Assignment. A word-for-word restatement of every entry is what is needed here.

Records for this exercise.
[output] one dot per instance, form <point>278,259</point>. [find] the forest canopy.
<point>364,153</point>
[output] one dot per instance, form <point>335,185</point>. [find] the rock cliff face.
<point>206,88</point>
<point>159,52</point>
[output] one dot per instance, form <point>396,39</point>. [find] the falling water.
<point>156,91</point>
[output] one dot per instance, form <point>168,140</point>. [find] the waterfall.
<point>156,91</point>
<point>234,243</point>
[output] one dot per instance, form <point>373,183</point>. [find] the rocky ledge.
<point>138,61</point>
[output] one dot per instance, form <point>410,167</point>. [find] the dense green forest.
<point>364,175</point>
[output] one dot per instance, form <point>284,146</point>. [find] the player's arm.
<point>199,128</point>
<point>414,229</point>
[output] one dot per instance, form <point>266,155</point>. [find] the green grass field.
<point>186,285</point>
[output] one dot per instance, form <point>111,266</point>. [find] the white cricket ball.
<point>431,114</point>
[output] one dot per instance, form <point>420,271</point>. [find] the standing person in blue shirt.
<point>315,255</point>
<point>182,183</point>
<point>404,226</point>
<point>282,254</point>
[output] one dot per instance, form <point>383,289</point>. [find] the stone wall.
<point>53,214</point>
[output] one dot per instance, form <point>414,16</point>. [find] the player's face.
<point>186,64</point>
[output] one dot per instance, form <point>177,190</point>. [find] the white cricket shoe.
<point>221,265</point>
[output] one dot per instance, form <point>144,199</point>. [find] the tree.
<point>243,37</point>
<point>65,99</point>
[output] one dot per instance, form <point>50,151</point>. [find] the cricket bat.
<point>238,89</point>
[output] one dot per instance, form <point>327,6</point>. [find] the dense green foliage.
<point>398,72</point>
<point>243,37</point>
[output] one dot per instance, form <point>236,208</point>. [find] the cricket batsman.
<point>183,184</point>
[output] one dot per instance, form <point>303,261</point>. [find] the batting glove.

Your solution.
[output] one dot per instance, form <point>278,259</point>. [find] the forest canopy.
<point>364,153</point>
[output] one dot per instance, form <point>335,185</point>. [find] the rock cliff face.
<point>206,88</point>
<point>159,52</point>
[output] one dot per instance, form <point>396,39</point>. [find] the falling water.
<point>156,91</point>
[output] one dot per instance, form <point>168,140</point>. [find] the waterfall.
<point>156,91</point>
<point>234,243</point>
[output] one dot per instance, form <point>373,183</point>. [find] the rocky ledge.
<point>138,61</point>
[output] one dot per instance, form <point>410,167</point>. [find] the dense green forest.
<point>364,175</point>
[output] one dot per instance, form <point>284,146</point>. [find] the player's arm.
<point>199,128</point>
<point>414,229</point>
[output] one dot per instance, form <point>266,155</point>. [find] the green grass field.
<point>186,285</point>
[output] one dot per instance, form <point>111,266</point>. [find] the white cricket ball.
<point>431,114</point>
[output] one dot per instance, form <point>420,271</point>. [find] the standing person in blue shirt.
<point>315,255</point>
<point>182,183</point>
<point>404,226</point>
<point>282,254</point>
[output] one dot per instance, form <point>383,289</point>. [find] the stone wall.
<point>53,214</point>
[output] one dot per instance, form <point>414,16</point>. [find] the player's face.
<point>186,64</point>
[output] one dot per instance, form <point>177,190</point>. [find] the white cricket shoe.
<point>221,265</point>
[output] one dot per instance, form <point>144,199</point>. [find] the tree.
<point>243,37</point>
<point>65,99</point>
[output] one dot per instance, form <point>50,151</point>. [find] the cricket bat.
<point>238,89</point>
[output] one dot per instance, form <point>327,6</point>. [find] the dense green foliage.
<point>398,72</point>
<point>243,37</point>
[output] one dot per instance, form <point>236,208</point>. [find] the cricket batsman.
<point>183,184</point>
[output] one dot per instance, form <point>303,261</point>. [find] the batting glove.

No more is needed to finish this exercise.